## EXCERPTED TEXT
□ □ □ □ □ □ □

Thursday, December 15, 2005

#192 Signs of the Season

Many years ago there was a land called Europe. Okay it wasn’t called Europe back then, but bear with me. Anyhow, back in ancient Europe the pagans and druids would get together at certain times of the year to have festivals. Theirs was a life heavily influenced by the weather and such and so in spring they danced around the maypole and colored eggs and trapped bunnies for purposes of planting and fertility. Sound familiar? In the summer, around the summer solstice, they had a big blow-out trade festival. In the fall, they did the witch and goblin and harvest thing. Around the winter solstice, as the sun reached its lowest point in the northern European skies and the days got the shortest, and knowing that the shortest day meant that the sun was turning a corner cause the runners had come down from Stonehenge, they celebrated a festival of the new year. The sun is back! The sun is back! Everybody went out, cut down a tree, and decorated it with totems, heirlooms, and other signs of good luck, well-wishing, and mystical gobbledygook. They also celebrated the Old Year with the symbol of the Old Man Winter, with long hair and flowing white beard, who was dressed in fleece-lined clothing and big black boots and other winter paraphernalia, including, I’m pretty sure, a little bottle of brown liquid with ancient arcane runes that spelled out: “The pause that refreshes.”

□ □ □ □ □ □ □

## SUPPLIED INFORMATION
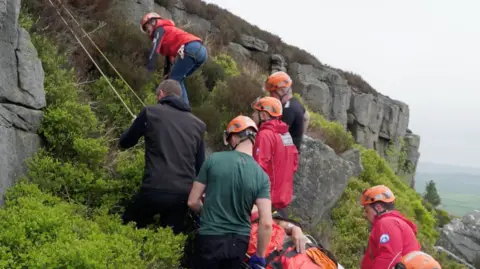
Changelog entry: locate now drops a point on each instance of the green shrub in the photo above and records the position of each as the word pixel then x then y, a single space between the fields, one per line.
pixel 42 231
pixel 91 180
pixel 228 64
pixel 112 110
pixel 60 214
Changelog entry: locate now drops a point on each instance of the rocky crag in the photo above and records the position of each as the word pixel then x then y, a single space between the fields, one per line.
pixel 22 96
pixel 376 121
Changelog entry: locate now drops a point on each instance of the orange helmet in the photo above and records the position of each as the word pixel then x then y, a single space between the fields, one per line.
pixel 271 105
pixel 379 193
pixel 417 260
pixel 278 80
pixel 146 18
pixel 239 124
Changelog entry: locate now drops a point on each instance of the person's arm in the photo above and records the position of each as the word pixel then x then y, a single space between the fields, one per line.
pixel 389 243
pixel 265 225
pixel 152 58
pixel 296 233
pixel 200 156
pixel 264 205
pixel 262 150
pixel 196 193
pixel 306 121
pixel 198 188
pixel 131 136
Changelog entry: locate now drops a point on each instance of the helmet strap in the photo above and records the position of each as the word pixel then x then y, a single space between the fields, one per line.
pixel 378 212
pixel 245 135
pixel 284 94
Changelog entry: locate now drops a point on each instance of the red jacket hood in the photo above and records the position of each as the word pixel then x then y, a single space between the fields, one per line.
pixel 396 214
pixel 161 23
pixel 276 125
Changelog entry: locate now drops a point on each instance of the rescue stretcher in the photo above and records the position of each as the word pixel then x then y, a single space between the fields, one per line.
pixel 195 226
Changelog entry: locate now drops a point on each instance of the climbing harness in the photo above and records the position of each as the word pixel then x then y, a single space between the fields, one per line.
pixel 91 58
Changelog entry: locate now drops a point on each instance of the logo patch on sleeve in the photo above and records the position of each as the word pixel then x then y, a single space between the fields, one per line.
pixel 384 238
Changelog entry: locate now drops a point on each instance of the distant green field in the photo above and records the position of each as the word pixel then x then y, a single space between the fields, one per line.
pixel 460 193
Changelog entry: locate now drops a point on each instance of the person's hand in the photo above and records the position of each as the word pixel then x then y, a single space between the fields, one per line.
pixel 257 262
pixel 299 239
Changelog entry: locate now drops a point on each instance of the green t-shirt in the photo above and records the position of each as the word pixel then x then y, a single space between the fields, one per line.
pixel 233 182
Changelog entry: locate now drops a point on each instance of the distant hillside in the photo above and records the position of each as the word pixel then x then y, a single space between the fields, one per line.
pixel 426 167
pixel 459 187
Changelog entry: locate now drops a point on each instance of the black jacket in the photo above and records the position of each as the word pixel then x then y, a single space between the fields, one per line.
pixel 174 147
pixel 293 113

□ □ □ □ □ □ □

## TASK DIRECTIONS
Continue the blog post about ancient European seasonal festivals, starting right after its final sentence, with no reference to the records.

## EXERCISE ANSWER
All was the same in paganland for many centuries. Then the Christian movement arrived from the south and went about pacifying the northern heathens at the point of a Roman sword. They found these festivals already in place and in the spirit of “if you can’t beat em totally senseless then at least join em in a party,” gradually shifted the Christian celebratory calendar to make Christmas coincide with the winter solstice and Easter to coincide with the spring equinox. Halloween? How about if we put All Saints Day the morning after? Fair enough. The people were celebrating anyway, why not join the fun, marry into their families, and generally spread your word from every direction.
Fast-forward to the mid-twentieth century. My hometown, very Christian, teaches the tale of the nativity in school every Christmas. My Jewish friend is not included but hey, at least its not as bad as Easter. He’s like the only Jew anyone has ever met and in the spring is almost always held accountable on the playground for the death of Jesus. “Christ killer!” the bullies would shout out and then hang him from the coathooks in the hall in a vaguely cross-shaped orientation.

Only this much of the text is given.